Texte source:
◆ ◆ ◆ ◆ ◆ ◆ ◆

Dans la première partie de cet article, la ‘de-romantisation’ du concept de leadership a été abordée afin de mieux le mettre à la disposition des élèves à l’école. Cette ‘de-romantisation’ présente le leadership comme étant essentiellement un apprentissage et se caractérise par un ensemble de connaissances et compétences disponibles à tout individu qui y mettrait les efforts et sacrifices nécessaires. Cette ‘de-romantisation’ a aussi soulevé deux autres exigences du leadership: une vision claire et la capacité à résoudre les problèmes du groupe. Dans cette deuxième partie, le constructivisme est présenté comme une pédagogie qui renforce le sens du leadership chez l’apprenant et donc nécessite d’être plus utilisé dans les écoles sénégalaises.
II. Plus d’appropriation du constructivisme comme pédagogie active
Si l’on considère que toute innovation effective dans une organisation s’opère d’abord par les plus petits éléments de base, selon le ‘bottom-up’ approche du changement organisationnel (McCarthy, 2009), on voit que le leadership comme facteur du curriculum, dans un système éducatif innovant, doit d’abord se manifester au niveau de l’élément pédagogique. Cet élément pédagogique est le premier contact entre l’élève et ses parents, l’élève et son enseignant, l’élève et les autres acteurs scolaires dans le processus éducationnel. Ce processus positionne l’élève comme étant l’élément constant de toutes ses relations et donc l’élément principal dans tout le système éducatif. C’est de lui que tout commence; c’est de lui que tout se poursuit et donc c’est de lui qu’il s’agit essentiellement.
Le constructivisme a été développé à travers la philosophie éducationnelle psycho-constructiviste de Piaget (1929) et socio-constructiviste de Vygotsky (1986). Il souligne que l’apprentissage est un processus dynamique ou l’apprenant, à travers l’activité dans laquelle il se situe, participe à la construction de ses connaissances. Le processus constructiviste mimique le parcours de toute théorie scientifique avant sa formulation. Cette formulation est généralement précédée chez l’individu d’une interrogation ou d’un étonnement par rapport à un phénomène. Elle se poursuit par des tâtonnements, des vas et viens et des erreurs jusqu'à aboutir à une formulation du savoir. Le constructivisme, comme pédagogie active, tente de placer l’apprenant dans ce même processus d’errements, de formulation d’hypothèses et de déductions considérés plus effectifs pour la compréhension qu’une simple transmission du savoir.

◆ ◆ ◆ ◆ ◆ ◆ ◆

Consigne A:
Réécrivez sous forme de liste le paragraphe de l'article qui commence par « Le constructivisme a été développé », en conservant ses faits principaux.

◆ ◆ ◆ ◆ ◆ ◆ ◆

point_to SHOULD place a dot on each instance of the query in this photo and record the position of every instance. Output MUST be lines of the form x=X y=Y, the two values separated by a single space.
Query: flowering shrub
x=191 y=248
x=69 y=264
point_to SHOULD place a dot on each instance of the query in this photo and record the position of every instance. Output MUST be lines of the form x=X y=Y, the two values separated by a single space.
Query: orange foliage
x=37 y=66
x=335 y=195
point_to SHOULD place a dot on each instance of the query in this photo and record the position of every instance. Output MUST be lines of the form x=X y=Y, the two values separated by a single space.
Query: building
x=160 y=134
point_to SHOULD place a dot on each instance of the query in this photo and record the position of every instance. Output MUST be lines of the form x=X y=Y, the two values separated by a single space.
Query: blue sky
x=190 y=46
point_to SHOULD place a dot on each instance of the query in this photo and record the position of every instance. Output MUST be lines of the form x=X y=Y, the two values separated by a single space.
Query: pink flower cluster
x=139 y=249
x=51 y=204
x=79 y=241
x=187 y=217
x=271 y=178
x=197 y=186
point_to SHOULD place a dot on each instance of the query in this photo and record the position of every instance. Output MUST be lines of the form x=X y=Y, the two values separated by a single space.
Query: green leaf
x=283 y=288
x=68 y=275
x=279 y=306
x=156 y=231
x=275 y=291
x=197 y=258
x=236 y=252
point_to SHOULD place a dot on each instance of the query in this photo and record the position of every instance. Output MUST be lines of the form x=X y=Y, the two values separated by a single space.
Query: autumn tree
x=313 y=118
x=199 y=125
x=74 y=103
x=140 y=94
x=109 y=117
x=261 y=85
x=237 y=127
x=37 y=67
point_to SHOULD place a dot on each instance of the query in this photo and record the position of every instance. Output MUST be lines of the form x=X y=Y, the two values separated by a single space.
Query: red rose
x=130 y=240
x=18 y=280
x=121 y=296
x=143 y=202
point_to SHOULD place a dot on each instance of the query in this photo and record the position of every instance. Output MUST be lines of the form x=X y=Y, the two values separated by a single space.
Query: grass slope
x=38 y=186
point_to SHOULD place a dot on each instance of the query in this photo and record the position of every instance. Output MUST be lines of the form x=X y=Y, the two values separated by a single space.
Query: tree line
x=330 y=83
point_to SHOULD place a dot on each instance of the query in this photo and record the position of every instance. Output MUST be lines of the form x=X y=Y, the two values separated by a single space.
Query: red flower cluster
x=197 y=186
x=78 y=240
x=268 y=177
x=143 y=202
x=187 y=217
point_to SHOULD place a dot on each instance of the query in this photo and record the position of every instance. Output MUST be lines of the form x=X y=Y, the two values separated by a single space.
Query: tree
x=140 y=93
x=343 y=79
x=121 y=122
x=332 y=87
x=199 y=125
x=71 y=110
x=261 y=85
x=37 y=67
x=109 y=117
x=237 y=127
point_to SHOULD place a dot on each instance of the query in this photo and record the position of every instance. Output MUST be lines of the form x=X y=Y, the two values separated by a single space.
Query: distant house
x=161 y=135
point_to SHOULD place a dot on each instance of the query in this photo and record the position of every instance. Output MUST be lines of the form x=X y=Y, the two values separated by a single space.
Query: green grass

◆ ◆ ◆ ◆ ◆ ◆ ◆

Consigne B:
Extrayez des entrées toutes les lignes qui contiennent le mot "cluster".

Corrigé A:
- Le constructivisme provient de la philosophie éducationnelle psycho-constructiviste de Piaget (1929) et socio-constructiviste de Vygotsky (1986).
- L'apprentissage y est un processus dynamique : par l'activité dans laquelle il se situe, l'apprenant participe à la construction de ses connaissances.
- Ce processus imite le parcours de toute théorie scientifique avant sa formulation. Il part d'une interrogation ou d'un étonnement face à un phénomène. Il passe ensuite par des tâtonnements, des allers-retours et des erreurs, jusqu'à la formulation du savoir.
- Comme pédagogie active, le constructivisme place l'apprenant dans ce même processus d'errements, d'hypothèses et de déductions. Ce processus est jugé plus effectif pour la compréhension qu'une simple transmission du savoir.

Corrigé B:
Query: pink flower cluster
Query: red flower cluster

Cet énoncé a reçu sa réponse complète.